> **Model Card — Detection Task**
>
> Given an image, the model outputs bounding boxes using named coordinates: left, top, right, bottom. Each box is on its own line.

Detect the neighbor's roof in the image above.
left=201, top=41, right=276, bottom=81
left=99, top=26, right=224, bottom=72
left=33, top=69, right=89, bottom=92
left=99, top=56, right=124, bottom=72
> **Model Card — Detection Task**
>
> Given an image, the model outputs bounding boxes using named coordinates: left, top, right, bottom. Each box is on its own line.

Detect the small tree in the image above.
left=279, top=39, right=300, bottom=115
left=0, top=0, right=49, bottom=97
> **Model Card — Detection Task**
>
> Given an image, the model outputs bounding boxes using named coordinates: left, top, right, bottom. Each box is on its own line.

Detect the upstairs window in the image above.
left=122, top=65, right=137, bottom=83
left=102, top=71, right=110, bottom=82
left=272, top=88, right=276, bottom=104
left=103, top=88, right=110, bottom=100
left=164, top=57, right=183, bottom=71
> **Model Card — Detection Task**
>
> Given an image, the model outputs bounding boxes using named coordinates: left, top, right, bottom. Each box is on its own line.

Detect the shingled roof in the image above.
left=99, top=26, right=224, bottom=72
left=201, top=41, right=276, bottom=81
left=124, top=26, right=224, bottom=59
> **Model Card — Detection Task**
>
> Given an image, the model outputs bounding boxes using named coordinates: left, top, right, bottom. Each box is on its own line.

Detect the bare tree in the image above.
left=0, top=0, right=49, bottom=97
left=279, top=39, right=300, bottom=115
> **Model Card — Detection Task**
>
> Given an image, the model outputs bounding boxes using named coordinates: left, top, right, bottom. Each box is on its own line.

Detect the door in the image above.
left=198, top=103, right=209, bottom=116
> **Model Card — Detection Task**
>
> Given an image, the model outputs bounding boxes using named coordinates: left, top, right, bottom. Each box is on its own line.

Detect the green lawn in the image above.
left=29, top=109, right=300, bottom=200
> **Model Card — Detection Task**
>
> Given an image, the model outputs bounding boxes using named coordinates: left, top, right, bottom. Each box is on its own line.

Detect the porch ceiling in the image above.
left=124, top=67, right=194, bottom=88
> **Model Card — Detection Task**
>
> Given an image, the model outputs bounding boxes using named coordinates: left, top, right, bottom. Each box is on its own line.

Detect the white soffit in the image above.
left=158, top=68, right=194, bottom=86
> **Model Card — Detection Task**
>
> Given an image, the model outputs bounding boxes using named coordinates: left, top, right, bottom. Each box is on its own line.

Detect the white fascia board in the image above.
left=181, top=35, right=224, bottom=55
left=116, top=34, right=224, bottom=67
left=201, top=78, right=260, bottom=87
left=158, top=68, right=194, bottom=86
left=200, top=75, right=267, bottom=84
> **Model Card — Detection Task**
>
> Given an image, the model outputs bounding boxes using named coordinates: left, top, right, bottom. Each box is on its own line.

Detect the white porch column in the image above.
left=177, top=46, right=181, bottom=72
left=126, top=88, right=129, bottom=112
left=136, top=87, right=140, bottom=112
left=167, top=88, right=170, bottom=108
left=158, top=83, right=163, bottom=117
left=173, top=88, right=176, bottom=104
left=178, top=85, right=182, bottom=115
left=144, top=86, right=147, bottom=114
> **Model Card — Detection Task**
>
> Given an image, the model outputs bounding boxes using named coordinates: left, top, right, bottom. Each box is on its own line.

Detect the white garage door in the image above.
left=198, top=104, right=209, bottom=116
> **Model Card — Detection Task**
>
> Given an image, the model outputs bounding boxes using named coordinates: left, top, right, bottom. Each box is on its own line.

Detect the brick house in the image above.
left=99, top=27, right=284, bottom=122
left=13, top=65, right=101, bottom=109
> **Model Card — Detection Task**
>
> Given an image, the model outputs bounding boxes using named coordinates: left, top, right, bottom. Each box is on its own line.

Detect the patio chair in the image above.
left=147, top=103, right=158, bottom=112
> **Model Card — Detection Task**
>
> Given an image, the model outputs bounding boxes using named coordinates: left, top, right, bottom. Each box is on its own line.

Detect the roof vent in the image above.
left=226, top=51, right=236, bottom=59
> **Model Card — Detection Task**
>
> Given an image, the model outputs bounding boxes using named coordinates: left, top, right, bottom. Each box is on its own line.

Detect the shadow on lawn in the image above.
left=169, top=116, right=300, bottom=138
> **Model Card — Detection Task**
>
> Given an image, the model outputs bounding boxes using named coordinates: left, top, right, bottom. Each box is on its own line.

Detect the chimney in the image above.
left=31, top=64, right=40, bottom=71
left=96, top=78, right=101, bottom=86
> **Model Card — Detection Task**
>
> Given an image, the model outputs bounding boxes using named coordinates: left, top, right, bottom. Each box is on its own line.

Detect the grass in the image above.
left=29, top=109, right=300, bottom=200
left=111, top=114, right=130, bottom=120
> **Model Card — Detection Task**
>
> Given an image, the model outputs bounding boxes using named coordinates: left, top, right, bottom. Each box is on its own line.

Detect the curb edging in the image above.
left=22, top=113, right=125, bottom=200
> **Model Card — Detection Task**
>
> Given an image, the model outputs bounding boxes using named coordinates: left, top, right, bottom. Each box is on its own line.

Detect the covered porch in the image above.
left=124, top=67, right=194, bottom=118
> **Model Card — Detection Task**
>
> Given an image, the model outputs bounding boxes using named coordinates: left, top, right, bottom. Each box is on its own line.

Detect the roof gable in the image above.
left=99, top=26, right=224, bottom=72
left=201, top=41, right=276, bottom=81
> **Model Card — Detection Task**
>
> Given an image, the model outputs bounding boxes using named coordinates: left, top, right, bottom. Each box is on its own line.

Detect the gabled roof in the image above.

+===+

Tally the lines in the entries above that contain the word "white". Give only the number.

4